• _What this task involves_
Locate every line in the material below that contains the word "skyline", and copy each of those lines.
--- start Records supplied ---
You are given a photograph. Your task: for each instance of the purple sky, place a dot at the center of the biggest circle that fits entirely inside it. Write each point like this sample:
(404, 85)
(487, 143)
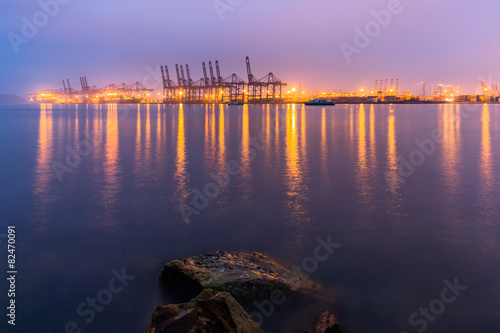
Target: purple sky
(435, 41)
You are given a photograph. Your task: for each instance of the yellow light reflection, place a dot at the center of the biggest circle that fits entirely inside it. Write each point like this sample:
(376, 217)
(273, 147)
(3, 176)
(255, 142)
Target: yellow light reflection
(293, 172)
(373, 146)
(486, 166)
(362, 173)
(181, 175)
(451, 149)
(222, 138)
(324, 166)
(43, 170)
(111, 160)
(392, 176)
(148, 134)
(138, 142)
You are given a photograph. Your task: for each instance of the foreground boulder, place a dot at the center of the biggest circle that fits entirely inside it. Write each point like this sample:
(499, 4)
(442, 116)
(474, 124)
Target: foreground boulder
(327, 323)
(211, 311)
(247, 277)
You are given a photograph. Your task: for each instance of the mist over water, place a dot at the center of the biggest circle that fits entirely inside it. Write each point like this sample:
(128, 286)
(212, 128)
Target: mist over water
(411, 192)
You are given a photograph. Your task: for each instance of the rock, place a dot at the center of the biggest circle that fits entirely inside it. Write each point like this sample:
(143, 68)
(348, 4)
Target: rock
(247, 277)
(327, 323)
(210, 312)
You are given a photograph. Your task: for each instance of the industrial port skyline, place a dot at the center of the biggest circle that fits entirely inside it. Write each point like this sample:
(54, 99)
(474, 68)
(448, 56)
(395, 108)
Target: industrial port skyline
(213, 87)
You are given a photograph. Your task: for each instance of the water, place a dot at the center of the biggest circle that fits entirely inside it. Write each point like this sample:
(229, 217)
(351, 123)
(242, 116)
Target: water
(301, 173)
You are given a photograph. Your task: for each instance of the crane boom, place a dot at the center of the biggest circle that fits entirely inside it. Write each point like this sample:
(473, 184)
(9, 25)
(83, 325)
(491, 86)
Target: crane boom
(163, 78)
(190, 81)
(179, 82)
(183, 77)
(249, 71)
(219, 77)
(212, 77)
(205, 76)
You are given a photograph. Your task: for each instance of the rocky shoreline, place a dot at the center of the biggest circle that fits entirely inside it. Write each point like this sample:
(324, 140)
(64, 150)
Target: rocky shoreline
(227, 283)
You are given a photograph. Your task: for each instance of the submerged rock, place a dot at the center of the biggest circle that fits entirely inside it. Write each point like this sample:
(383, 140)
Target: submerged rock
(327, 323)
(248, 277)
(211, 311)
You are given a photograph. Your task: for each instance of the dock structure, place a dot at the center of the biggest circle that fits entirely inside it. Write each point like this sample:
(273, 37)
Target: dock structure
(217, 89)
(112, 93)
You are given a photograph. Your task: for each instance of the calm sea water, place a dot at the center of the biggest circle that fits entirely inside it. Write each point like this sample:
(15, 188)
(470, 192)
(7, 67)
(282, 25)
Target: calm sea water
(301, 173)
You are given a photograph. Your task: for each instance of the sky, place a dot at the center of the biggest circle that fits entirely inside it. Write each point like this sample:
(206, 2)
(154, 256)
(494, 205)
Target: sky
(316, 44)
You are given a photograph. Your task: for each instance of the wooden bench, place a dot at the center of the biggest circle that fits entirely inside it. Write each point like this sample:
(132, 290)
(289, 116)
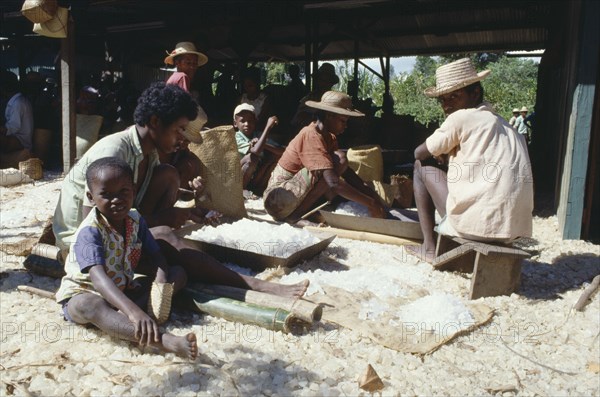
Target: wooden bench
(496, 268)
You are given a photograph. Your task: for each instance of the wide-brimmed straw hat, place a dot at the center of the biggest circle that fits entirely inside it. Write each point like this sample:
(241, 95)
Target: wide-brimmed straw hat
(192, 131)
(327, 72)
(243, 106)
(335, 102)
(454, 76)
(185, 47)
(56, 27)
--- end Records supplied ---
--- start Records supplied ---
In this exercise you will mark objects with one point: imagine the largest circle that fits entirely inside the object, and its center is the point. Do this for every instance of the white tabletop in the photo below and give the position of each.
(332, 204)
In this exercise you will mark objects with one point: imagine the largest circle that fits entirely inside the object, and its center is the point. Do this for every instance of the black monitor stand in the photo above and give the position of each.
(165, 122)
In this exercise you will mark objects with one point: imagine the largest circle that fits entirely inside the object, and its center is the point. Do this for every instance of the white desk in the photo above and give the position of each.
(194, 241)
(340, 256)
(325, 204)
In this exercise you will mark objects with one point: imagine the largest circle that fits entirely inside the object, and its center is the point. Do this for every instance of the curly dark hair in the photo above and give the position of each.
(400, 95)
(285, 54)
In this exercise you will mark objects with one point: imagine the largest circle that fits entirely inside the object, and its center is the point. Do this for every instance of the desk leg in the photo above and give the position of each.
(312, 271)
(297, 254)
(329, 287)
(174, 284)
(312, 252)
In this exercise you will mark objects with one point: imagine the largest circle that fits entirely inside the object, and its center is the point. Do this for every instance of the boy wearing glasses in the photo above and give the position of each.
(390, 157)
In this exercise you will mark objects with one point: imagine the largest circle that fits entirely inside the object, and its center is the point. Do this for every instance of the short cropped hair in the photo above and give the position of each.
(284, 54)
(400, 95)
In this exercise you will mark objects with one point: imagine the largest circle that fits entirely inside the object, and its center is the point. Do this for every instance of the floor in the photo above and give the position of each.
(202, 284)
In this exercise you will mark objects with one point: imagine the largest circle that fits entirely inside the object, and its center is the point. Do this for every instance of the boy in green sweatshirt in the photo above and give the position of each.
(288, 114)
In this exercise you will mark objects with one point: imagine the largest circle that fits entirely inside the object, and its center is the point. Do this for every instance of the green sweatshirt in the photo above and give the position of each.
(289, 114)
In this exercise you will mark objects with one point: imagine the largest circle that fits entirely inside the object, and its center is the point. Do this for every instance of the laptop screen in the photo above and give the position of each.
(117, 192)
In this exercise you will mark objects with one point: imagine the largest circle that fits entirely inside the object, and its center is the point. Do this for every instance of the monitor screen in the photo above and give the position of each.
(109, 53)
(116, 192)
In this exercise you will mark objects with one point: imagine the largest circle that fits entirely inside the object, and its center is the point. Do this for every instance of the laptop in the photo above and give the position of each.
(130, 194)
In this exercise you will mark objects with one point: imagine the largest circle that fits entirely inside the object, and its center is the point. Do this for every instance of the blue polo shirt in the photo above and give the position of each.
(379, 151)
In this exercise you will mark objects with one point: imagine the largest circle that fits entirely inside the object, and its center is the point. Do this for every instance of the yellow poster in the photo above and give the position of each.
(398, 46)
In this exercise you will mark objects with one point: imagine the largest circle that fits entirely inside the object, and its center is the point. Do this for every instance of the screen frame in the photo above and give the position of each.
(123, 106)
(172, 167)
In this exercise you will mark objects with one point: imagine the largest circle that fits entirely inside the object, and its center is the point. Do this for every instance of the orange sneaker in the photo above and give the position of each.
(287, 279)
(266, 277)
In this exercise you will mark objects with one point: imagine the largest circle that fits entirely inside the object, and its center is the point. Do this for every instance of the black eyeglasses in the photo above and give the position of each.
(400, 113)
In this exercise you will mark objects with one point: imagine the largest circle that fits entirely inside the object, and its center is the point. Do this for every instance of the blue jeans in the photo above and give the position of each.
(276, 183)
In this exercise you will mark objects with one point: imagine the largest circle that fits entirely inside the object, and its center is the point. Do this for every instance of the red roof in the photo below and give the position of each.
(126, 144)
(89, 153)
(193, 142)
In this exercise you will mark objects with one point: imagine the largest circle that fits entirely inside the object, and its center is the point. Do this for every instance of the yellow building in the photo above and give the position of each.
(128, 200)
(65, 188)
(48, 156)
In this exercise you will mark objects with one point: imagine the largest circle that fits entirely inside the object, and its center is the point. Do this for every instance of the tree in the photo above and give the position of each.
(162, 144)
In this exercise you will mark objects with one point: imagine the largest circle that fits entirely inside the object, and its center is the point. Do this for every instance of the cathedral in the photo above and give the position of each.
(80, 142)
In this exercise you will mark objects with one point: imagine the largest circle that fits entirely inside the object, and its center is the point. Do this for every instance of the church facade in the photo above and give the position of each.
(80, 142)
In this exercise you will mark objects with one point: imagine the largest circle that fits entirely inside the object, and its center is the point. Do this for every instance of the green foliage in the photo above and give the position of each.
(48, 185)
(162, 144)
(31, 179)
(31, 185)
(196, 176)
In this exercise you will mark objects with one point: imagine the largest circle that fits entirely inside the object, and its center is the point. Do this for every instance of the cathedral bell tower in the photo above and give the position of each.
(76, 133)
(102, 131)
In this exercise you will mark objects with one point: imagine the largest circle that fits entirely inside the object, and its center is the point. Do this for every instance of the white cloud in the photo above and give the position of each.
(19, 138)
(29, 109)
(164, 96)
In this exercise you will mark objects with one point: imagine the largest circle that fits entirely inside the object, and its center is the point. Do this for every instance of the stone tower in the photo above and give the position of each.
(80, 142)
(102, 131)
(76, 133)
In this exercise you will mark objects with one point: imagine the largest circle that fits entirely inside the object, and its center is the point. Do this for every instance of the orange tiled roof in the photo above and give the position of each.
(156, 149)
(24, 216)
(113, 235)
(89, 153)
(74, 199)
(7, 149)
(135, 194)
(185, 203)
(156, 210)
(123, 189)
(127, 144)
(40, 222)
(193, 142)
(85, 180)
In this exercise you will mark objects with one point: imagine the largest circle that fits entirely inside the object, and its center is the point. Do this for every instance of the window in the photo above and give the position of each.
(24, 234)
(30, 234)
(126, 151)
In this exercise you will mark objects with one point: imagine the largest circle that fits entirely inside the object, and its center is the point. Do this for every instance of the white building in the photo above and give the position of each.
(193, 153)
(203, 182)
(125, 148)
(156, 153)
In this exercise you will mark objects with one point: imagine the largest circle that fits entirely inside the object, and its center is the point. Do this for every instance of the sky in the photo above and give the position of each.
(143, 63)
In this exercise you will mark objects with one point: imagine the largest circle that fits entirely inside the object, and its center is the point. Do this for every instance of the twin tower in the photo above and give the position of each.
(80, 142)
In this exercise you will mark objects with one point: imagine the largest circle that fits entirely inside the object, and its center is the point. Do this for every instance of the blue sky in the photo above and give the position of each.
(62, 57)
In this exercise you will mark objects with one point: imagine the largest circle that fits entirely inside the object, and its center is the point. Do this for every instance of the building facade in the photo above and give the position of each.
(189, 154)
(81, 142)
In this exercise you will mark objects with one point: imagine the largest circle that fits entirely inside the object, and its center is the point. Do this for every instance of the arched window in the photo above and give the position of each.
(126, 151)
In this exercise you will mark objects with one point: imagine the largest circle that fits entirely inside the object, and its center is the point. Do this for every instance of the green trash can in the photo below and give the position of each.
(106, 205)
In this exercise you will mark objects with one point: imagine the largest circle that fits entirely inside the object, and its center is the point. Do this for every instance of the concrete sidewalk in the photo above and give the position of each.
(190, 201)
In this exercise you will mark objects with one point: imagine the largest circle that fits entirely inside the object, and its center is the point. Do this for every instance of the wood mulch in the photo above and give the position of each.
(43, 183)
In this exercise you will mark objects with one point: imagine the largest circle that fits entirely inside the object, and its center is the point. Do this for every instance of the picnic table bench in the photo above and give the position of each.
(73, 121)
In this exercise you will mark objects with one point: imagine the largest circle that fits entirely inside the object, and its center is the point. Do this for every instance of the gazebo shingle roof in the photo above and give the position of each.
--- end Records supplied ---
• _Task output_
You are given a photograph. Your task: for each instance of the industrial port skyline, place a dot at the center of the biggest circle that fits entirely inside it. Write each point like this sample:
Target: industrial port skyline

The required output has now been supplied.